→ **Objective**
Rescale the part that opens with the line containing "blue shirt in the photo above." and closes with the line containing "(1007, 518)", both ends included. Write out every one of those lines again, and multiply each coordinate in the answers by 0.2, rounding to whole numbers with halves going up.

▼▼▼

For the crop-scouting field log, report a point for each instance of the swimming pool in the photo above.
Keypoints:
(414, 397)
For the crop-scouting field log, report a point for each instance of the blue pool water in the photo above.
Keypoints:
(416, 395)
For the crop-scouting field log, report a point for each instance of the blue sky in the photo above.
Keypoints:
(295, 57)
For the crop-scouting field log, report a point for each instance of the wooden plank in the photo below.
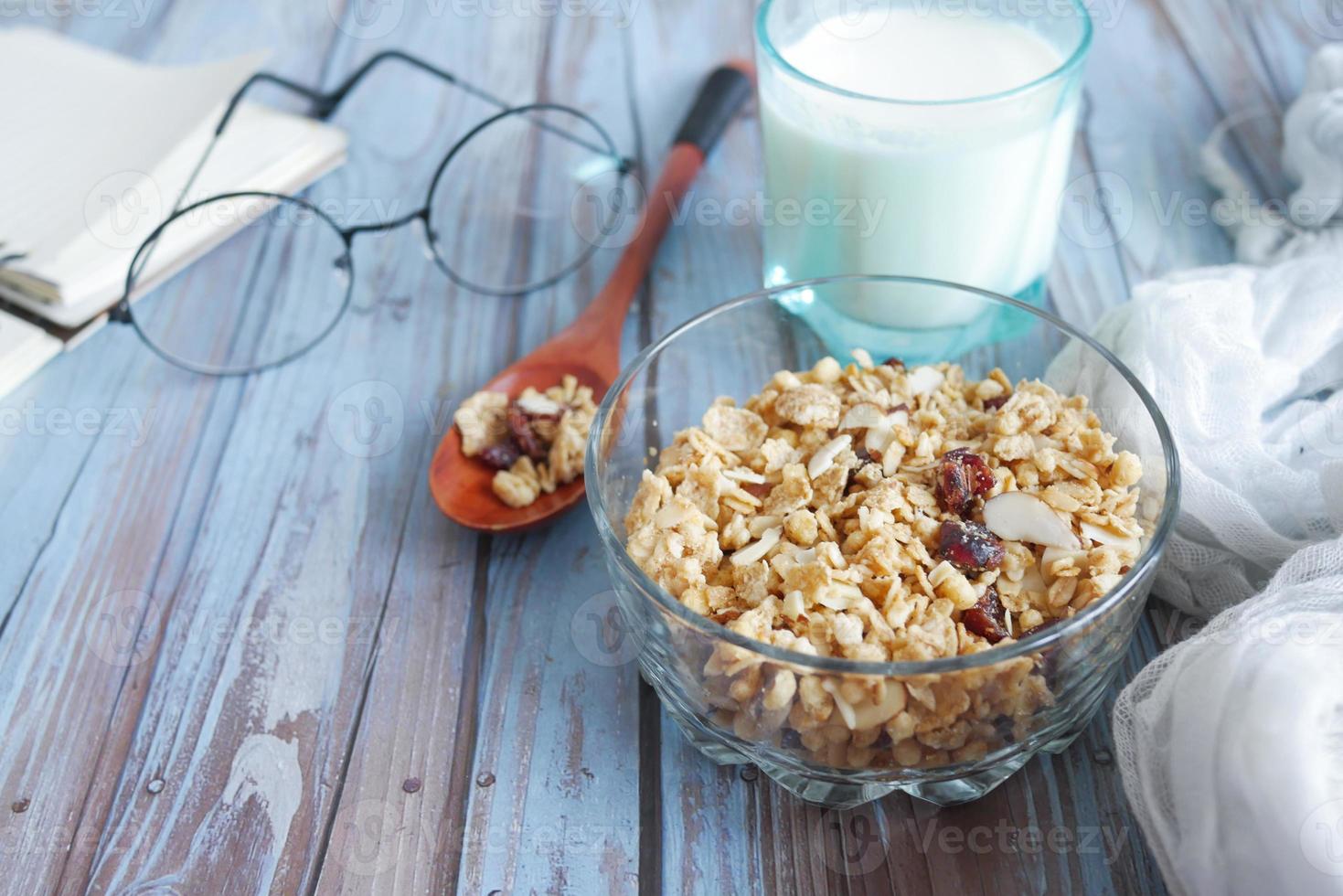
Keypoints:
(74, 653)
(553, 802)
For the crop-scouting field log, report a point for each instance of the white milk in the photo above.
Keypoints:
(965, 192)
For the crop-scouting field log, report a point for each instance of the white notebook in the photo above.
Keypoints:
(98, 149)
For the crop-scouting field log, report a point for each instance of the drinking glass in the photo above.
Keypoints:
(919, 179)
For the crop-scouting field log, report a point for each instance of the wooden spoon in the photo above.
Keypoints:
(590, 347)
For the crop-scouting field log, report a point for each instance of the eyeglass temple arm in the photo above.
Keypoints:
(325, 103)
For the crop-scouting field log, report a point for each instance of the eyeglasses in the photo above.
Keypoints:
(516, 205)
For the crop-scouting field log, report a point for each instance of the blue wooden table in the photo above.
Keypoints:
(242, 652)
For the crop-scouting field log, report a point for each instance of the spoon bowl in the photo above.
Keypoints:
(590, 348)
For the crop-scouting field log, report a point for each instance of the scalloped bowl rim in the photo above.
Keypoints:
(1115, 597)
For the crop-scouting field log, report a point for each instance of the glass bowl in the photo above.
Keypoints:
(981, 716)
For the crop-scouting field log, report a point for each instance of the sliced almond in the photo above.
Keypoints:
(869, 715)
(841, 704)
(759, 524)
(861, 417)
(839, 595)
(1053, 555)
(1017, 516)
(881, 432)
(924, 379)
(673, 515)
(1100, 535)
(756, 549)
(826, 454)
(538, 404)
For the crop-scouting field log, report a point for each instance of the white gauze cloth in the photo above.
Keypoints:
(1231, 743)
(1242, 361)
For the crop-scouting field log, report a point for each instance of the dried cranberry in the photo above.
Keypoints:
(759, 489)
(987, 617)
(520, 425)
(962, 477)
(501, 455)
(968, 546)
(996, 402)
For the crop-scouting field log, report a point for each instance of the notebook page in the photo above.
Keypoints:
(262, 149)
(70, 149)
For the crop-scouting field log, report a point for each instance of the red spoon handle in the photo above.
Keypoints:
(719, 100)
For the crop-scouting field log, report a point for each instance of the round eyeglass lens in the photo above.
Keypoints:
(272, 283)
(524, 199)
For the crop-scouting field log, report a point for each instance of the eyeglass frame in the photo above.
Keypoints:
(324, 105)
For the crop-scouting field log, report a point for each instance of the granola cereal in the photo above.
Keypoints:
(535, 443)
(881, 513)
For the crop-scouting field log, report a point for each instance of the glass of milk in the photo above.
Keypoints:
(916, 137)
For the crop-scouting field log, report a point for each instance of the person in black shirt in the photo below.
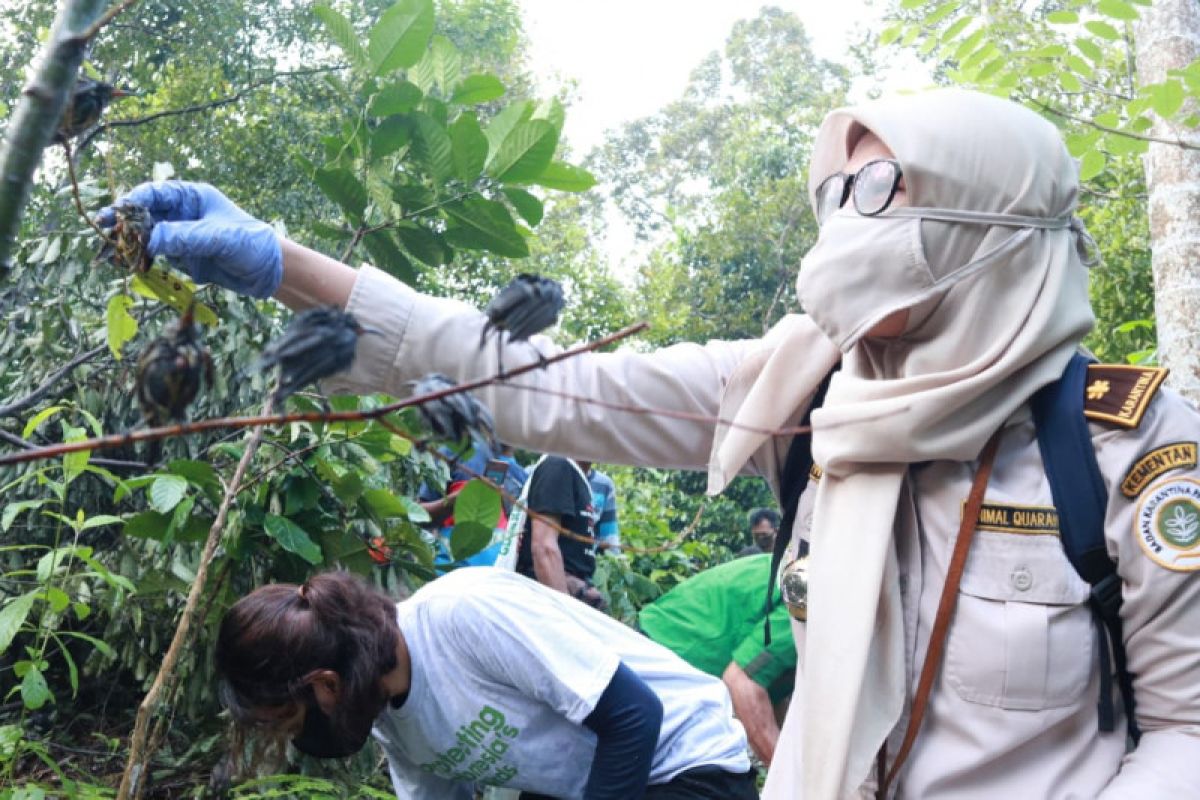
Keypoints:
(559, 497)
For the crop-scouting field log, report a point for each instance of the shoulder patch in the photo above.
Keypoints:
(1168, 524)
(1121, 394)
(1159, 461)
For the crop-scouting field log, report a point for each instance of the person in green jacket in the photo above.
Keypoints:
(714, 621)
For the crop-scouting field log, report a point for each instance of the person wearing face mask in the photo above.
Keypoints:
(947, 287)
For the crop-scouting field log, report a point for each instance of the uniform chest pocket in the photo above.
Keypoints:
(1023, 633)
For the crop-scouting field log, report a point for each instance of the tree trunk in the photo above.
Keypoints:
(1168, 37)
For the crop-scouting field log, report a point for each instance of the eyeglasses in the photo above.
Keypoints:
(874, 186)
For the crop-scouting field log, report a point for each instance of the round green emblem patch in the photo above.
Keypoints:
(1168, 524)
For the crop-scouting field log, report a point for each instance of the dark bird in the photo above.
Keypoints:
(169, 372)
(317, 343)
(88, 101)
(456, 416)
(528, 305)
(129, 239)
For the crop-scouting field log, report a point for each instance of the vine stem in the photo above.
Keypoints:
(151, 434)
(133, 777)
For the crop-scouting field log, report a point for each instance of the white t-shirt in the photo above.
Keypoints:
(504, 673)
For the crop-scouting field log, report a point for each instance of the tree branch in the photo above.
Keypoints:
(133, 779)
(37, 114)
(19, 405)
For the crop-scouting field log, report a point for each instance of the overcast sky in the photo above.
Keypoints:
(633, 56)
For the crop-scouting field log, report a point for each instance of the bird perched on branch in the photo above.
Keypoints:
(317, 343)
(456, 416)
(88, 101)
(169, 372)
(129, 239)
(528, 305)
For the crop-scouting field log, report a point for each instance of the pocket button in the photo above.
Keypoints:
(1021, 578)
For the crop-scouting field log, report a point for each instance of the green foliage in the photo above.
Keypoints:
(1072, 62)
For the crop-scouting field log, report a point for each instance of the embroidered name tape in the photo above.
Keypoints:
(1168, 524)
(1159, 461)
(1006, 518)
(1121, 394)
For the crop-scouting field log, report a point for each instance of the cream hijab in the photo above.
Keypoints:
(973, 354)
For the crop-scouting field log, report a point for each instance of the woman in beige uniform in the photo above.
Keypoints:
(949, 281)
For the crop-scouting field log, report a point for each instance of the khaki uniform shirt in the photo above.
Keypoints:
(1014, 709)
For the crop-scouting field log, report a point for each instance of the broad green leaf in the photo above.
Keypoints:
(502, 124)
(941, 12)
(1117, 10)
(1090, 48)
(58, 599)
(390, 136)
(478, 503)
(388, 257)
(565, 178)
(75, 463)
(342, 32)
(34, 691)
(12, 617)
(441, 67)
(891, 34)
(13, 510)
(400, 97)
(527, 205)
(525, 152)
(477, 89)
(121, 325)
(292, 537)
(424, 244)
(1091, 164)
(400, 37)
(1103, 30)
(485, 224)
(343, 187)
(1167, 98)
(166, 492)
(468, 537)
(148, 524)
(173, 289)
(37, 419)
(468, 146)
(101, 519)
(431, 145)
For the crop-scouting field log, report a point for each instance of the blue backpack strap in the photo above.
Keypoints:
(1081, 501)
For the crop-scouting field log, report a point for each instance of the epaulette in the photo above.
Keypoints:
(1121, 394)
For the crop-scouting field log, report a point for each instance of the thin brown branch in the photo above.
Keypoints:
(153, 434)
(19, 405)
(141, 751)
(1104, 128)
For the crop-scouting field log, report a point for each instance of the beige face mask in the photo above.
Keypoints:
(864, 269)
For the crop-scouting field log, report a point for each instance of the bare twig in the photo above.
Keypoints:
(132, 780)
(36, 118)
(19, 405)
(153, 434)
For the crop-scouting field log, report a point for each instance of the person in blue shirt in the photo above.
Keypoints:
(604, 494)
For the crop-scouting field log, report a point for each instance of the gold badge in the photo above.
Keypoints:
(1121, 394)
(1168, 524)
(1179, 455)
(1007, 518)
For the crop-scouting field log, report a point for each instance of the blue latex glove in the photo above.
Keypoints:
(202, 230)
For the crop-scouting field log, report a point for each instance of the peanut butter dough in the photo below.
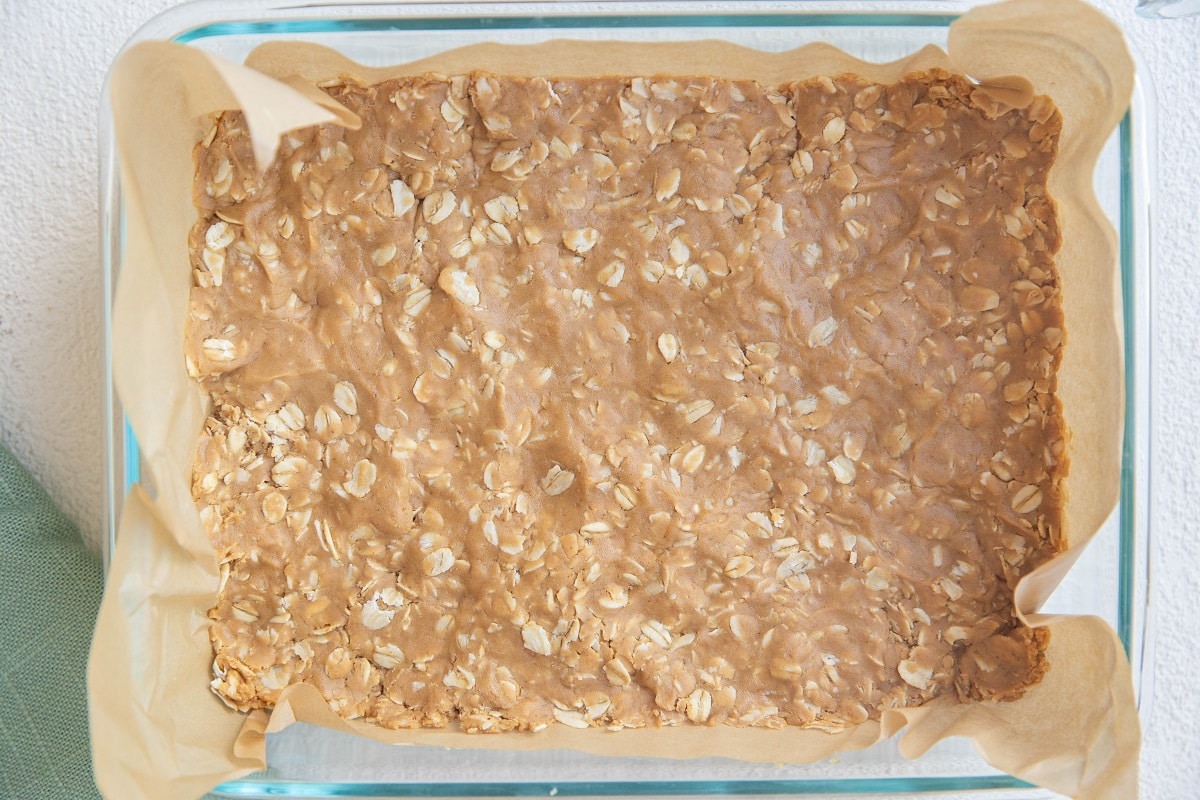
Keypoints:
(630, 402)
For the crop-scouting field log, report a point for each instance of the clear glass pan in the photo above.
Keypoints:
(1110, 581)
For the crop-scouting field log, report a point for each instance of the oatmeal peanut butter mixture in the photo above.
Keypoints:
(630, 402)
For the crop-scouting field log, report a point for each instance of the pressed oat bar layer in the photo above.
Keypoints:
(630, 402)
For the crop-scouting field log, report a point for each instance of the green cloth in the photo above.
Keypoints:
(49, 594)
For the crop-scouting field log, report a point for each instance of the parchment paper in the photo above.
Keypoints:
(157, 729)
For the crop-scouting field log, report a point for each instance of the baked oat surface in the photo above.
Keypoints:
(630, 402)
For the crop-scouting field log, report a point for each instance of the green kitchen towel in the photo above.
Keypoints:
(49, 593)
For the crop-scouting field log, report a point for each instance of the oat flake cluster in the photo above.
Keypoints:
(630, 402)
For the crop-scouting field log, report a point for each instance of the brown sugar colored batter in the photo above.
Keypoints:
(630, 402)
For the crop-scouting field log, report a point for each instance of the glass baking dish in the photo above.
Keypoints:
(1110, 581)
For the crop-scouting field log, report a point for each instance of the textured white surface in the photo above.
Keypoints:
(53, 59)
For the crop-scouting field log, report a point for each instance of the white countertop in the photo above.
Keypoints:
(53, 58)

▲▲▲

→ **Answer for the task**
For the crop-scouting field log, report a point for each instance of the person in blue shirt in the photo above.
Keypoints:
(121, 99)
For the crop-scouting field log, report a point for each instance of the gold badge in the photo above.
Keypoints:
(224, 79)
(234, 105)
(236, 91)
(201, 104)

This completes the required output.